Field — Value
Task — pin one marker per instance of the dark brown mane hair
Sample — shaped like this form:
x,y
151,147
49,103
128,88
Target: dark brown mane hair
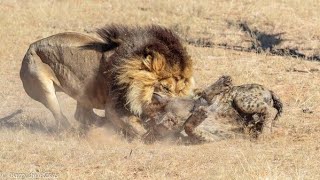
x,y
142,41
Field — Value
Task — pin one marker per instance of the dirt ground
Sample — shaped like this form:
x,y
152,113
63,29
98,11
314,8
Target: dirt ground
x,y
28,149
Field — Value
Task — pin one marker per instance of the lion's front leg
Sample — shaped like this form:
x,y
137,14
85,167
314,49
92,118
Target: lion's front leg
x,y
86,117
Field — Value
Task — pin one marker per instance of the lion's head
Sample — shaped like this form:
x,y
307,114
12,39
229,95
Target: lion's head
x,y
146,60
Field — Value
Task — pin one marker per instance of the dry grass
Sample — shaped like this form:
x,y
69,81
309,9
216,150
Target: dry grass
x,y
26,146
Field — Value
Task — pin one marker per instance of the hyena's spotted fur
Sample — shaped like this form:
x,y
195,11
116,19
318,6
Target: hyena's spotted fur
x,y
220,110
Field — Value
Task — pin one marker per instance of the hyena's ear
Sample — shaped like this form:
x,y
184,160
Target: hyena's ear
x,y
154,62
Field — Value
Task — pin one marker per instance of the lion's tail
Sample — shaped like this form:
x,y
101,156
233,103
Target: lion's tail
x,y
277,104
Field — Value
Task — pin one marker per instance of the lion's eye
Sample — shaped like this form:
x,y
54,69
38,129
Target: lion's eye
x,y
166,88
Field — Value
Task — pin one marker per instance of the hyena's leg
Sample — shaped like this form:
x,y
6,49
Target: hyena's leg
x,y
268,116
123,121
38,81
190,126
87,117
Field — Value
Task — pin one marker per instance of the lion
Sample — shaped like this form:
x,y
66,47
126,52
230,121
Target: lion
x,y
117,73
221,111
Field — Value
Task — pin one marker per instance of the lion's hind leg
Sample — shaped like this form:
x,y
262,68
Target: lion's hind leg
x,y
38,84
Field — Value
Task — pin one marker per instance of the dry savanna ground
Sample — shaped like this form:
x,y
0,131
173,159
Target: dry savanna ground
x,y
27,146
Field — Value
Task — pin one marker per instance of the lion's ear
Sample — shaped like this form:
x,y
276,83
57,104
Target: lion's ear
x,y
155,62
148,62
159,99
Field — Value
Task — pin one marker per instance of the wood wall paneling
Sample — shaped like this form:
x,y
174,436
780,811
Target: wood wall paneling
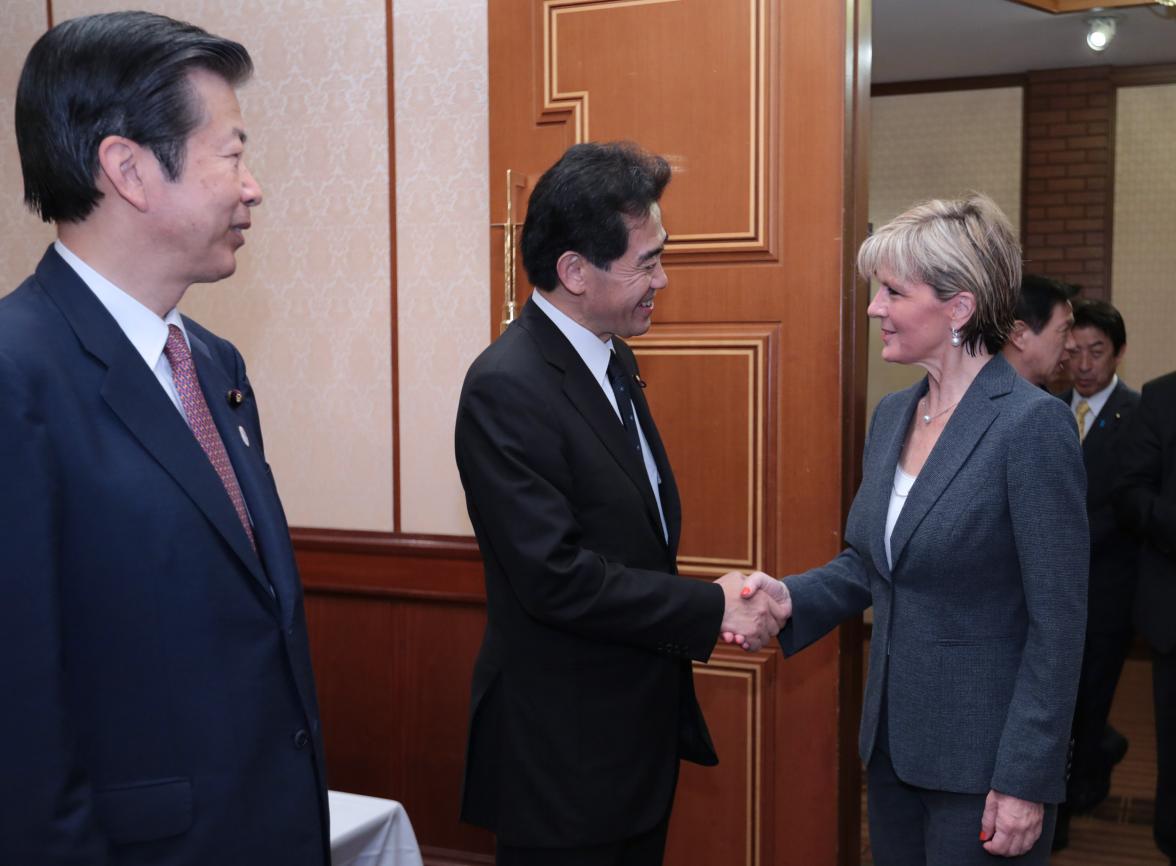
x,y
707,392
735,692
753,324
395,625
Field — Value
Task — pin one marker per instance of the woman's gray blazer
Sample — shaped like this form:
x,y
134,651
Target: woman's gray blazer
x,y
979,626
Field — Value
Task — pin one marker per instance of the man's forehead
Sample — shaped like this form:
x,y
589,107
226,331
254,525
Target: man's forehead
x,y
1089,334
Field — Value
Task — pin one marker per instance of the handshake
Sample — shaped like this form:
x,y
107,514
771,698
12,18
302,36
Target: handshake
x,y
755,608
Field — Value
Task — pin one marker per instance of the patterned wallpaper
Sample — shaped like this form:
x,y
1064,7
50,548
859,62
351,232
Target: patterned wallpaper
x,y
1143,264
442,241
939,145
309,306
22,235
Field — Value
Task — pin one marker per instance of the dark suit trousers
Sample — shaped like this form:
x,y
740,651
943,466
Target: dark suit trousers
x,y
1102,664
643,850
1163,680
913,826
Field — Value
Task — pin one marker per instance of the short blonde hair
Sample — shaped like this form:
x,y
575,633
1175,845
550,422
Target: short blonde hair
x,y
967,245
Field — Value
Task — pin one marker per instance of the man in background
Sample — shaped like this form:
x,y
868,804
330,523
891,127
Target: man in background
x,y
1043,319
159,705
1146,504
1102,405
583,694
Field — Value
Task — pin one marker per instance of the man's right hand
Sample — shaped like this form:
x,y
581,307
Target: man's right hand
x,y
752,619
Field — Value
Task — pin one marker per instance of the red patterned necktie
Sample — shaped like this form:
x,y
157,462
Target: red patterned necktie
x,y
192,398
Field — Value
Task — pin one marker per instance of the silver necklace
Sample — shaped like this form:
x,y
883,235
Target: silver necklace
x,y
927,418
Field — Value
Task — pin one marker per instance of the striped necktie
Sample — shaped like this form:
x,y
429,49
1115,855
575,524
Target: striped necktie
x,y
200,420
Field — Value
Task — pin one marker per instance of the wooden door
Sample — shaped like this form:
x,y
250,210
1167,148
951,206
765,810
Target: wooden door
x,y
750,364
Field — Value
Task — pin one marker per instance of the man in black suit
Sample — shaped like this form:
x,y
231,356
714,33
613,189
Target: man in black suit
x,y
158,699
1043,320
1146,503
582,693
1102,406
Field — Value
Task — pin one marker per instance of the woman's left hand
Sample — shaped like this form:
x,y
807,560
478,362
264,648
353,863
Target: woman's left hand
x,y
1009,826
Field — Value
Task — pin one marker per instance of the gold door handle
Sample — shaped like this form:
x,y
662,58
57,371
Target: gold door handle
x,y
508,251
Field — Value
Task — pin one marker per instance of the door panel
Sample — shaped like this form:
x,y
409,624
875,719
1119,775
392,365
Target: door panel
x,y
750,365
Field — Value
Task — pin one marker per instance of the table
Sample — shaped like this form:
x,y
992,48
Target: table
x,y
368,831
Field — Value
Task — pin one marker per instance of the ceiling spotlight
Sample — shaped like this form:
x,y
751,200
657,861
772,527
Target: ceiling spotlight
x,y
1102,31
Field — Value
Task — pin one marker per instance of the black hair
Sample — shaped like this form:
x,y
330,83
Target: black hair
x,y
1037,298
1095,313
120,73
581,204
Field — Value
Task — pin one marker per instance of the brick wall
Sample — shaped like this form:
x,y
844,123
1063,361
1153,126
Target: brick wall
x,y
1069,155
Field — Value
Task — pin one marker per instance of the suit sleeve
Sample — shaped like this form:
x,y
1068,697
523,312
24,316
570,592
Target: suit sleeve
x,y
519,487
1138,504
1046,483
46,805
823,598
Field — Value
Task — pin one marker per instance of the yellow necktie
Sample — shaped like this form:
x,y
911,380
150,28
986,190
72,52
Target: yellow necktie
x,y
1082,410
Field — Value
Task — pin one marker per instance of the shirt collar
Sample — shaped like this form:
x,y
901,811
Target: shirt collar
x,y
592,350
145,330
1096,401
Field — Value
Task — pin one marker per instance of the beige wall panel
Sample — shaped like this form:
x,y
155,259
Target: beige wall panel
x,y
442,211
1143,267
939,145
25,237
309,306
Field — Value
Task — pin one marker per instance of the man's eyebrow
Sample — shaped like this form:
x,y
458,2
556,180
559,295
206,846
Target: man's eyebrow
x,y
655,252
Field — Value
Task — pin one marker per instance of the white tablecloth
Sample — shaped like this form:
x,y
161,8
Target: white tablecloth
x,y
368,831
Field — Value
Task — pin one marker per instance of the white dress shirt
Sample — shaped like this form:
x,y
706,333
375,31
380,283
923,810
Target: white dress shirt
x,y
595,353
145,330
1096,401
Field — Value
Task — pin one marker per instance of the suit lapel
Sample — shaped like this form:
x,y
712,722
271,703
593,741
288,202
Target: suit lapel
x,y
672,505
1103,426
966,427
269,530
884,453
135,397
587,395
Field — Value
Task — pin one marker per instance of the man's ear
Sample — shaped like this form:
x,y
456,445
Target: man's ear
x,y
572,268
1019,334
121,164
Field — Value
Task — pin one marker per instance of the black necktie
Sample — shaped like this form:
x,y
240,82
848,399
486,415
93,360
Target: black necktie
x,y
620,381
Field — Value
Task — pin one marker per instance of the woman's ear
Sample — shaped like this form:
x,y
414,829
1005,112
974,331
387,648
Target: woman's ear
x,y
963,305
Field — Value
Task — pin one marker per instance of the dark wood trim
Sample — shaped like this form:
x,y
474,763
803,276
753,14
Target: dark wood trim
x,y
854,366
941,85
445,857
385,544
1024,166
392,274
1109,211
1143,75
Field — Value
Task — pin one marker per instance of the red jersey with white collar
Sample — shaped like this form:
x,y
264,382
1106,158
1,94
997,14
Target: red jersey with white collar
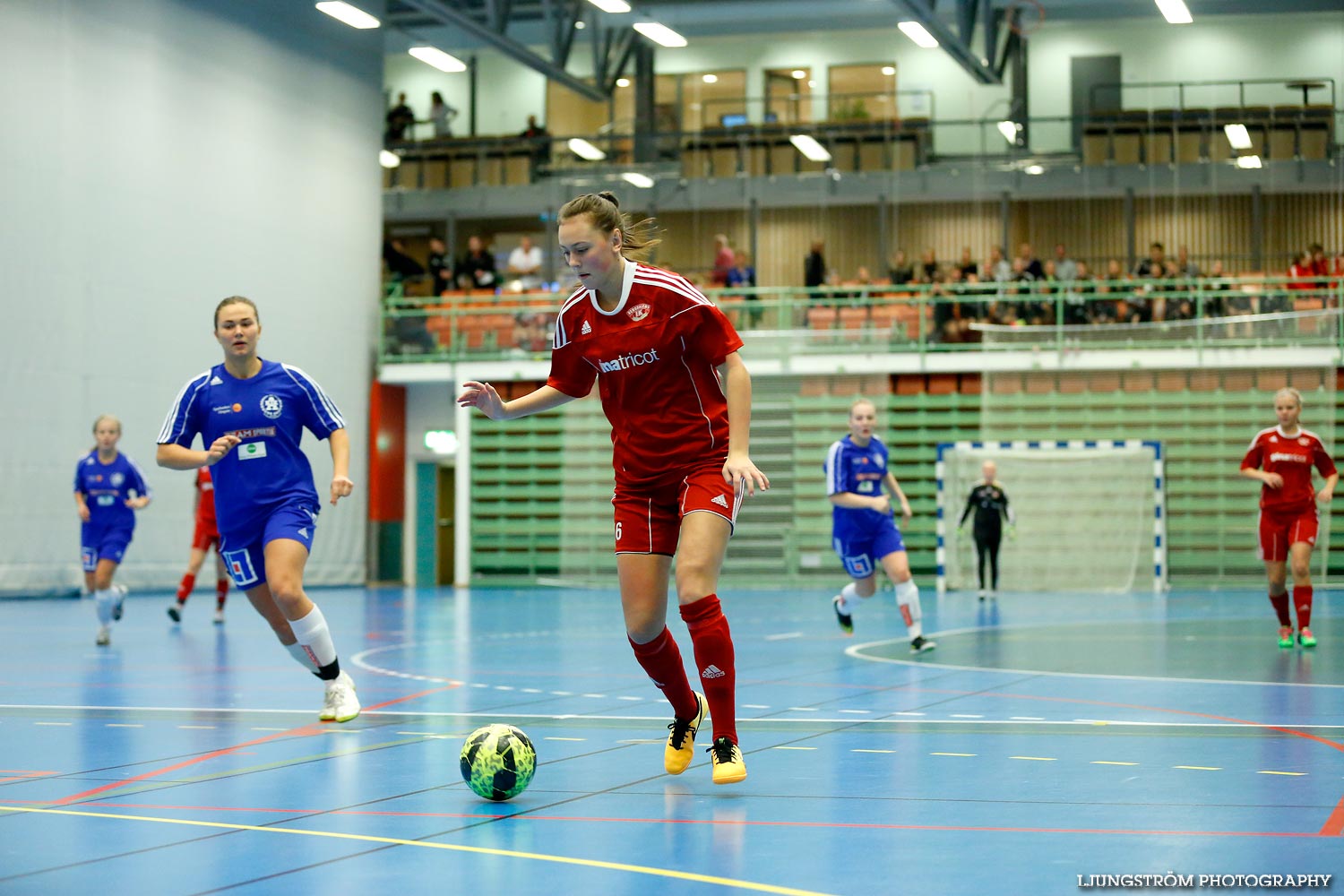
x,y
653,359
204,497
1292,457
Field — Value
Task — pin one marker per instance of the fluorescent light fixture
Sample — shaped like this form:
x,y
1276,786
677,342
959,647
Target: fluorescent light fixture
x,y
660,34
583,150
918,34
349,13
1238,136
437,58
808,145
1175,11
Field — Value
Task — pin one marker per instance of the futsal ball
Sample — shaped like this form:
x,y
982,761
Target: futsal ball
x,y
497,762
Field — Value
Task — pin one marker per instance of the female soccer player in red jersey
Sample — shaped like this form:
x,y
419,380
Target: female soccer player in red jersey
x,y
1282,457
204,538
679,400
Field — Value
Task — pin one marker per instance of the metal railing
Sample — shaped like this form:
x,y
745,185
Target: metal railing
x,y
1204,314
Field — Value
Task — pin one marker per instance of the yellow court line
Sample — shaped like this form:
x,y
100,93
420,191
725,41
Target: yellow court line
x,y
483,850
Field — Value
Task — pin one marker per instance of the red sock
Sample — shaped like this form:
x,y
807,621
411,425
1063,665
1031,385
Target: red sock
x,y
661,659
1303,600
1279,602
714,659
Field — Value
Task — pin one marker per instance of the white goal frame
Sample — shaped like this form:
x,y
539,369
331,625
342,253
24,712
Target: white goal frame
x,y
1099,445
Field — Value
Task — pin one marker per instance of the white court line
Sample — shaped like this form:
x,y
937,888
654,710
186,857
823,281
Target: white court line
x,y
857,651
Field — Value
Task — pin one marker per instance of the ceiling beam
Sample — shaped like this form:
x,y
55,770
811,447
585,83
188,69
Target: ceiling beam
x,y
954,45
510,47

------------------------------------

▶ **Written task**:
Return every line of the material that contains the word "dark", treating uppercase and lowercase as different.

▶ **Solution to this exercise**:
Task — pin one marker per instance of the dark brown mane hair
Target: dark brown mane hair
Task — pin one marker per instance of the dark suit trousers
Target: dark suit trousers
Task — pin one marker per instance of the dark wood trim
Target: dark wood trim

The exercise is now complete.